Reading text:
Let us point out that the strictly positive assumptions on $\rho$ and $\bar{\rho}$ are vitally important for our computations in the sequel. Especially, when $\Omega = \mathbb{T}^d$ or $\Omega$ is a bounded domain in $\mathbb{R}^d$ , we need to assume that $0<\underline{\delta}\leq\bar{\rho}\leq\bar{\delta}<\infty$ for getting the results on the more general range of $m$ , we also need to assume the periodic boundary condition or no-flux boundary condition for $\bar{\rho}$ in these cases. Moreover we may need more regular assumptions on the interaction potential $K$ and the confinement potential $\Phi$ in order to prove the existence of solutions to our systems. We will point out, in Section 3, the specific restrictions on $K$ and $\Phi$ when we show the existence of weak solutions to the system (1.6) on two or three dimensional bounded domains. Otherwise, we just assume that $K$ and $\Phi$ are as regular as we need.

Objectives:
A - According to the passage on the positivity assumptions, in which section are the specific restrictions on $K$ and $\Phi$ given?
B - Pick up the passage on the positivity assumptions after its last sentence and keep writing it.
The records have nothing to do with the passage on the positivity assumptions.

Listing:
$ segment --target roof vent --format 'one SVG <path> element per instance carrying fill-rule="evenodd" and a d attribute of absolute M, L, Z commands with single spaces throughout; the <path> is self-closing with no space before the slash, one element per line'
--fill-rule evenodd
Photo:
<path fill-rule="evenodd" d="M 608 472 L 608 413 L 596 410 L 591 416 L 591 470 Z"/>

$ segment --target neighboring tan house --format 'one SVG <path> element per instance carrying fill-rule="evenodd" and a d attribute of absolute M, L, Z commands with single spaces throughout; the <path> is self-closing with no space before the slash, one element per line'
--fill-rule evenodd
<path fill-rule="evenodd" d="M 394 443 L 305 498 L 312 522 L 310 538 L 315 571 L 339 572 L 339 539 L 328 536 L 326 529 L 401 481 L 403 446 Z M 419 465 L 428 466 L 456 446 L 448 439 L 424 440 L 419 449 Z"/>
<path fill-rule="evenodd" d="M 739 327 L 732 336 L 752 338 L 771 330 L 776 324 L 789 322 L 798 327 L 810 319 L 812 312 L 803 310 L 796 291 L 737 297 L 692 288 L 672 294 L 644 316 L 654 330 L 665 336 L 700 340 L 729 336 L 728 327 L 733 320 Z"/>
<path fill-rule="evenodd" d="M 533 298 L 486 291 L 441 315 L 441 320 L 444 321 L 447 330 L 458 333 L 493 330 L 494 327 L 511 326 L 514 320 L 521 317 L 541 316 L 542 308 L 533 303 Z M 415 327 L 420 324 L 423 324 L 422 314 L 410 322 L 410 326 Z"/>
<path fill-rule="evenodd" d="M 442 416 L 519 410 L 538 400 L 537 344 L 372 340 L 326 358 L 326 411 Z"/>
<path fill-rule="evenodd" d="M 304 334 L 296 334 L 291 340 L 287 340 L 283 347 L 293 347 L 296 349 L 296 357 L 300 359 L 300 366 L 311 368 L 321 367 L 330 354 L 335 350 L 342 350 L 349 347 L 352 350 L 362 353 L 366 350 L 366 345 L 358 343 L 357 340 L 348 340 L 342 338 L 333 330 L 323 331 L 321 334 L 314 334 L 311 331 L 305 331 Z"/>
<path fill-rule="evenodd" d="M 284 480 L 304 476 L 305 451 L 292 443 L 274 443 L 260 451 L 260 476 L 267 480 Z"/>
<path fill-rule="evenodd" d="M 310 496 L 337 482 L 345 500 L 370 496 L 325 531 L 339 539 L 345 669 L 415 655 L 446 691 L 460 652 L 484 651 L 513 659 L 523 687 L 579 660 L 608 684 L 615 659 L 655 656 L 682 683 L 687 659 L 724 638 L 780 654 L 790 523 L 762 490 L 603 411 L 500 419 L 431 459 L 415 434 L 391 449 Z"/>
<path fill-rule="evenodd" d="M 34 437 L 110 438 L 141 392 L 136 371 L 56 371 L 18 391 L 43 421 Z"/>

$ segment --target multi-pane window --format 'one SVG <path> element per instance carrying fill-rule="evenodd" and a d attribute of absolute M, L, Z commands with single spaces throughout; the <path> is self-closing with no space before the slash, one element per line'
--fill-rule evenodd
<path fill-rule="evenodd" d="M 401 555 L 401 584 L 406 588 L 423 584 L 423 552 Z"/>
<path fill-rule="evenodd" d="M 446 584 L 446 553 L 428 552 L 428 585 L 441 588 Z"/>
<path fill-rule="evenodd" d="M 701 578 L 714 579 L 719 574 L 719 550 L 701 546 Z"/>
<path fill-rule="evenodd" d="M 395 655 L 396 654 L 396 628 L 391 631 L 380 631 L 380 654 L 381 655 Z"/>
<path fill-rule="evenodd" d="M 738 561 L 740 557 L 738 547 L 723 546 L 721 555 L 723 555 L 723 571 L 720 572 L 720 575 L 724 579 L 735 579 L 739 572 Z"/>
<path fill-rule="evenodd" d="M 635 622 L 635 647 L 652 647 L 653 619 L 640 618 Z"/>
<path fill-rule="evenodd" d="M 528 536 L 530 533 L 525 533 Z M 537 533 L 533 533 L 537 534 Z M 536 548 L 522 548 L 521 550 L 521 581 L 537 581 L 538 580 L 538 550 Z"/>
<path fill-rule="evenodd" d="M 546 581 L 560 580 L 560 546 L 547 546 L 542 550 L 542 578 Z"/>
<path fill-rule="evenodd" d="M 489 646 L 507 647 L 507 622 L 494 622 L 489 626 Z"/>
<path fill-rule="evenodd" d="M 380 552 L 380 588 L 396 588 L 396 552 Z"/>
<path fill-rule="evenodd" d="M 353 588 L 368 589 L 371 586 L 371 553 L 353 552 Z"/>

Answers for this exercise:
A - Section 3.

B -
The outline of this paper is as follows. In Section 2, we first review how to obtain the relative entropy inequality for our system using the notion of weak solution in Definition 1.1. We also show our main result in Theorem 1.2 by using the assumptions on the interaction potential and relative entropy estimates. Here, we follow the blueprint of [31] being the most novel aspects how to deal with the case $m = 1$ and the interaction potential. Finally, the last section is to remind the reader of the existence of weak solutions satisfying the needed properties for Theorem 1.2 under suitable assumptions on the confinement potential. This part relies heavily on previous results in [8] being the most novel aspect how to deal with the confinement potential term.

2. Relaxation limit: Relative entropy & convergence

In this part, we devote ourselves to compare a weak solution $(\rho, \rho\textbf{u})$ of (1.6) with a smooth solution $(\bar\rho, \bar{\rho}\bar{\textbf{u}})$ of (1.12) by using a relative entropy method. To this end, we firstly propose the following Proposition which can be seen as a first step towards our main result.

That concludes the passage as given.